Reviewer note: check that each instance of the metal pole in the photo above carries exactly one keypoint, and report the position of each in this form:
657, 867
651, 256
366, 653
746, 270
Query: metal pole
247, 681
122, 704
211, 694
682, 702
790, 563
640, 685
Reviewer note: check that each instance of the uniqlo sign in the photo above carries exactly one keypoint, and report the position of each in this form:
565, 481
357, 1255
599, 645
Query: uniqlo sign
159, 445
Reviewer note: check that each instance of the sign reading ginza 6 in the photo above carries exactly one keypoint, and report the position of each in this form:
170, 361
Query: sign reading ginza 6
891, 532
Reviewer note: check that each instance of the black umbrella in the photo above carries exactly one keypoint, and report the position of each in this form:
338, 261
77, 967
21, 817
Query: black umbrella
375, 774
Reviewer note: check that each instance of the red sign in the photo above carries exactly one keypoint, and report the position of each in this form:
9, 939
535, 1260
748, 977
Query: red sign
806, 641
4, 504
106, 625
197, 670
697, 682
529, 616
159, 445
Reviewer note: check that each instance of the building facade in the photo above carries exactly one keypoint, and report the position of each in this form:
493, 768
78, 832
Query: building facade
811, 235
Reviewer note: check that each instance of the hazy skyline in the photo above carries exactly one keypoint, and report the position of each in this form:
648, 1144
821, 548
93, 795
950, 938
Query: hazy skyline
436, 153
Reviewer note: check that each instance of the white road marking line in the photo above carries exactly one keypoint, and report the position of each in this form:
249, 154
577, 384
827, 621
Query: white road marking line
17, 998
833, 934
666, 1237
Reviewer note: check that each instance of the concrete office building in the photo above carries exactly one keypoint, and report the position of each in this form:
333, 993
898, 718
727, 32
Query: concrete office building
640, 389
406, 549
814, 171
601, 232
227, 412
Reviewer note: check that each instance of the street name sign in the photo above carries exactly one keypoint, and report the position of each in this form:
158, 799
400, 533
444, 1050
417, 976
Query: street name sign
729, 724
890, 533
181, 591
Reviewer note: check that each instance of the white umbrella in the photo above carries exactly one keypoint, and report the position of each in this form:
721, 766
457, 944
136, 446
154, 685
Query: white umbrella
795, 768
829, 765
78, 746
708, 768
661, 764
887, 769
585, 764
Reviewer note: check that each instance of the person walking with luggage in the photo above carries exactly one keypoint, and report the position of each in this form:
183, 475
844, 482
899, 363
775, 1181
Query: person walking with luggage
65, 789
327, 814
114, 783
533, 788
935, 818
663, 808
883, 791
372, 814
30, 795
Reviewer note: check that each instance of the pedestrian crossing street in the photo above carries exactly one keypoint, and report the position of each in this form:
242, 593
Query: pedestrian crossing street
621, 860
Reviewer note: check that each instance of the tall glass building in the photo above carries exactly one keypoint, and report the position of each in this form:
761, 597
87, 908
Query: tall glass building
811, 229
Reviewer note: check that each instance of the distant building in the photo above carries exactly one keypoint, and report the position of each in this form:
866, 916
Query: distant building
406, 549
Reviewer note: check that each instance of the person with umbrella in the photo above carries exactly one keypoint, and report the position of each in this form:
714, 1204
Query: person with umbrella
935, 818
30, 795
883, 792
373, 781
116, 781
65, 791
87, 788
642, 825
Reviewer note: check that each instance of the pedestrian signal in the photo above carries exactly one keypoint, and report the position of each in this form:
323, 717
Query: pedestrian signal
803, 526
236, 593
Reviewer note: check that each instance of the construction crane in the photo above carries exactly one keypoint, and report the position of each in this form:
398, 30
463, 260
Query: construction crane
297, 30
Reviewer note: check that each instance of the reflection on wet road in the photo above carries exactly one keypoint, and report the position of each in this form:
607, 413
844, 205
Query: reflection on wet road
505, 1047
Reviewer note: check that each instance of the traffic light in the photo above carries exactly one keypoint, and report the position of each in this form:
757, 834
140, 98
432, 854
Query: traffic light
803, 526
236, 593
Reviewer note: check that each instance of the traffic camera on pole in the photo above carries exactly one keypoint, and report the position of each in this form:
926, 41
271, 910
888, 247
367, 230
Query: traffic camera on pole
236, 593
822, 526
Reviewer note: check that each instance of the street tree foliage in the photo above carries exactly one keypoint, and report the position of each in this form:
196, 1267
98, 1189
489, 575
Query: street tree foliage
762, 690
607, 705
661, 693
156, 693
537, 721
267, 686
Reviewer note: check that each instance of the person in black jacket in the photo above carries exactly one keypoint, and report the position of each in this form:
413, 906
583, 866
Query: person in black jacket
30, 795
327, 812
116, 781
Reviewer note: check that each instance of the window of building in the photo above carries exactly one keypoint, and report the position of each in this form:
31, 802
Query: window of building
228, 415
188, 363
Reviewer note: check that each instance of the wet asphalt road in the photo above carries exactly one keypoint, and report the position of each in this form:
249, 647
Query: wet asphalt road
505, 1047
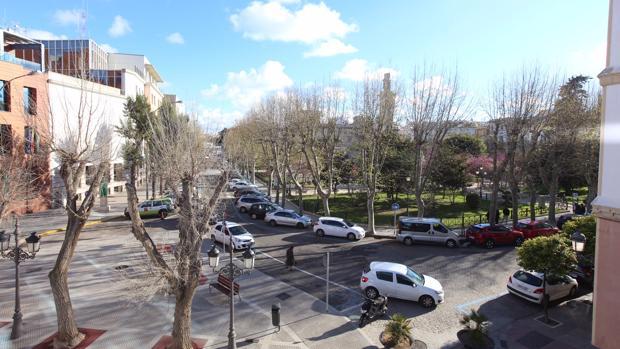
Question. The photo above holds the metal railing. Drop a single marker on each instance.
(24, 63)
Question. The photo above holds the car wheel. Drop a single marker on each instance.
(427, 301)
(451, 243)
(371, 292)
(489, 243)
(572, 292)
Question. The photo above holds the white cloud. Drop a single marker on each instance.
(38, 34)
(330, 47)
(311, 24)
(70, 17)
(108, 48)
(243, 89)
(120, 26)
(588, 61)
(359, 69)
(175, 38)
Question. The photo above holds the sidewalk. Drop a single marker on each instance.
(573, 331)
(106, 299)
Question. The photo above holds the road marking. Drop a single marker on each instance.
(313, 275)
(462, 307)
(59, 230)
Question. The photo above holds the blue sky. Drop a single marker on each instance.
(221, 56)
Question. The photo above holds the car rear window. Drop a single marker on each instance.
(528, 278)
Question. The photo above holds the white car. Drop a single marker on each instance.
(241, 238)
(244, 203)
(396, 280)
(529, 285)
(335, 226)
(287, 217)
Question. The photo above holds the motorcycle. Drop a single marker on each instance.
(373, 308)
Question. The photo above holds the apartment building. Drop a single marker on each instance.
(81, 74)
(24, 118)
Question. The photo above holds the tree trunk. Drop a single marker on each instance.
(182, 324)
(553, 192)
(370, 205)
(68, 334)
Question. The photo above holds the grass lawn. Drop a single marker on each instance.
(353, 208)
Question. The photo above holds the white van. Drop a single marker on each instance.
(425, 230)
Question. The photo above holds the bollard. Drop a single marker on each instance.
(275, 315)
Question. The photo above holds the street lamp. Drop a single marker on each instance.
(231, 271)
(408, 179)
(578, 240)
(18, 255)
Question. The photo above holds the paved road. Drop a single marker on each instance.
(472, 277)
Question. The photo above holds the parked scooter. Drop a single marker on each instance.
(373, 308)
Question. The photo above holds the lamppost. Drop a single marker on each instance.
(408, 179)
(18, 255)
(481, 174)
(231, 271)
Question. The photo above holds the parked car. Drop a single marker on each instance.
(245, 202)
(287, 217)
(335, 226)
(150, 208)
(425, 230)
(241, 238)
(259, 210)
(534, 229)
(399, 281)
(529, 285)
(490, 235)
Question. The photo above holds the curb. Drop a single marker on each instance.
(88, 224)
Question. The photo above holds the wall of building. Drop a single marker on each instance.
(18, 119)
(105, 104)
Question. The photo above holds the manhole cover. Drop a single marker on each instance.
(283, 296)
(534, 340)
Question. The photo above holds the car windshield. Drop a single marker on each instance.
(237, 230)
(417, 278)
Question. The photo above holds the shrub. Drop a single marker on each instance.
(586, 226)
(472, 202)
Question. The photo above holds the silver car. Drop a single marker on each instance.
(425, 230)
(287, 217)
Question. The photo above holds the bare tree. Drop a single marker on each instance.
(172, 138)
(318, 115)
(514, 103)
(434, 103)
(374, 109)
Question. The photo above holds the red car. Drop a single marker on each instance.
(489, 236)
(534, 229)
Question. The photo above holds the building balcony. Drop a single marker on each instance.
(24, 63)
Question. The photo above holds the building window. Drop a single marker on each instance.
(6, 139)
(5, 96)
(30, 101)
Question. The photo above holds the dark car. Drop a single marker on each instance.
(259, 210)
(490, 235)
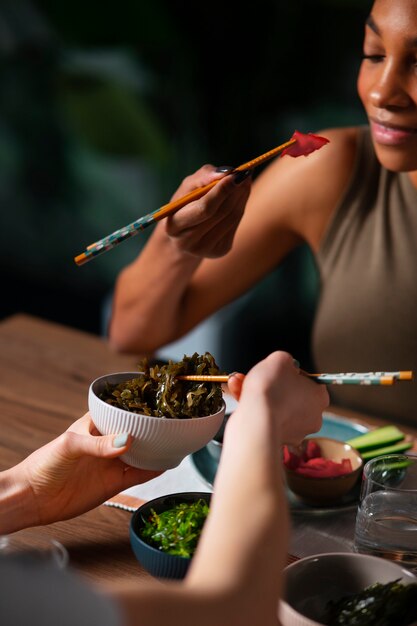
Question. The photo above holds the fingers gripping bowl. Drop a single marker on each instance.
(159, 443)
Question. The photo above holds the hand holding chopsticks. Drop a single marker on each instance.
(349, 378)
(299, 144)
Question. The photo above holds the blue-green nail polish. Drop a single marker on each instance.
(120, 440)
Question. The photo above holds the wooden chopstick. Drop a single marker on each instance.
(349, 378)
(112, 240)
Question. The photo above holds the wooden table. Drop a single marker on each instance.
(45, 373)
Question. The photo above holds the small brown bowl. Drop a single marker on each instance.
(322, 491)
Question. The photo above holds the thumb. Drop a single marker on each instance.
(104, 446)
(235, 384)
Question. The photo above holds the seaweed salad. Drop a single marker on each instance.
(390, 604)
(156, 391)
(176, 530)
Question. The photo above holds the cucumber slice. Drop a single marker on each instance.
(384, 436)
(394, 449)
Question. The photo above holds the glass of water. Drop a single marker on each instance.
(386, 521)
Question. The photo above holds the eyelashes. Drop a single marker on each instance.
(373, 58)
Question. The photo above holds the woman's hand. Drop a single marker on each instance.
(75, 472)
(296, 401)
(206, 227)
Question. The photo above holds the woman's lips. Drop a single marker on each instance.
(391, 136)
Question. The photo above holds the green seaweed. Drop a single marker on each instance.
(390, 604)
(177, 530)
(156, 391)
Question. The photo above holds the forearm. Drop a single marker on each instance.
(149, 295)
(16, 502)
(247, 529)
(235, 575)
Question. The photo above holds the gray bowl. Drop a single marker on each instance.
(310, 583)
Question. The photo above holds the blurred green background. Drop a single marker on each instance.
(105, 107)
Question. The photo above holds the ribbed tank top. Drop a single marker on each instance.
(367, 310)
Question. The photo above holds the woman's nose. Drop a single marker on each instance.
(390, 89)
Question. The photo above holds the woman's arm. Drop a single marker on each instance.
(70, 475)
(213, 250)
(236, 573)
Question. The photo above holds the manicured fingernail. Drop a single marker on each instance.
(223, 169)
(239, 177)
(121, 440)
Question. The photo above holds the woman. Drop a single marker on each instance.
(353, 203)
(239, 558)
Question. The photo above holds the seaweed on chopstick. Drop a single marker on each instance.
(157, 391)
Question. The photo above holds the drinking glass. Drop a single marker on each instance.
(34, 546)
(386, 520)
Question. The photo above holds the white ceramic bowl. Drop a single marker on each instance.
(310, 583)
(159, 443)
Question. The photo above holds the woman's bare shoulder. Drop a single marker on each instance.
(309, 188)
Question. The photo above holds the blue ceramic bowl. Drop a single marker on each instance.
(158, 563)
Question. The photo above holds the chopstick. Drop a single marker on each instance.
(112, 240)
(349, 378)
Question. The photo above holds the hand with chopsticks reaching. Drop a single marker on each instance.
(206, 227)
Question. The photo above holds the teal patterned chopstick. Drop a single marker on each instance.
(364, 378)
(348, 378)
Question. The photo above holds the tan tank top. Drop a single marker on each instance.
(367, 311)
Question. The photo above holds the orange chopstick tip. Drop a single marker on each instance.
(406, 375)
(387, 380)
(80, 259)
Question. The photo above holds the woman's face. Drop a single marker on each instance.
(387, 82)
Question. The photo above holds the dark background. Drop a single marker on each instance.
(105, 107)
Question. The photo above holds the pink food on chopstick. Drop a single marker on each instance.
(305, 144)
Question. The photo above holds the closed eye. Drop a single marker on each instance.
(373, 58)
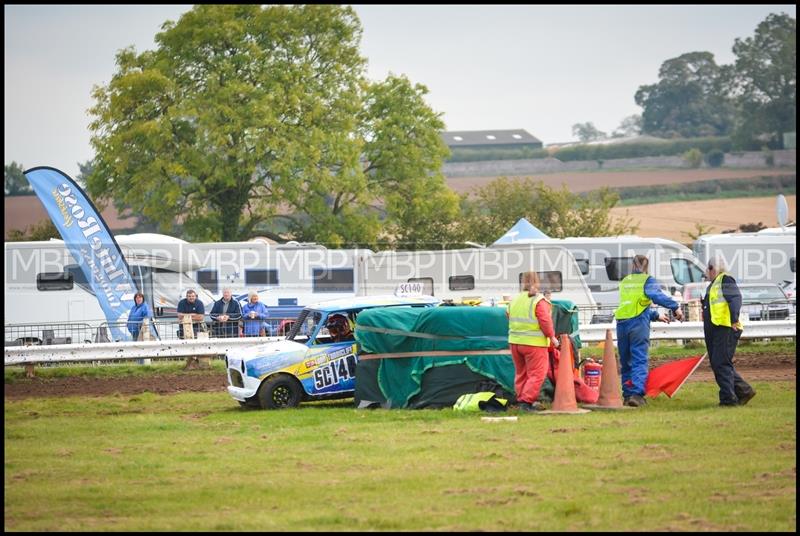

---+---

In the data above, find the line that contains "Reviewer note: check that each instance of the tall" and the line that contains "Reviewer note: check that each instance of the distant". Repeat exactly those lines and every line between them, and only those.

▶ _Written reply_:
Reviewer note: check that each instance of the tall glass building in the photo above carries exactly one keypoint, and report the position of each in this form:
761, 597
87, 908
Query: tall glass building
811, 229
Reviewer note: check that each instance of the distant building in the photo above carries exactly one keypoint, and report the position of each in this form:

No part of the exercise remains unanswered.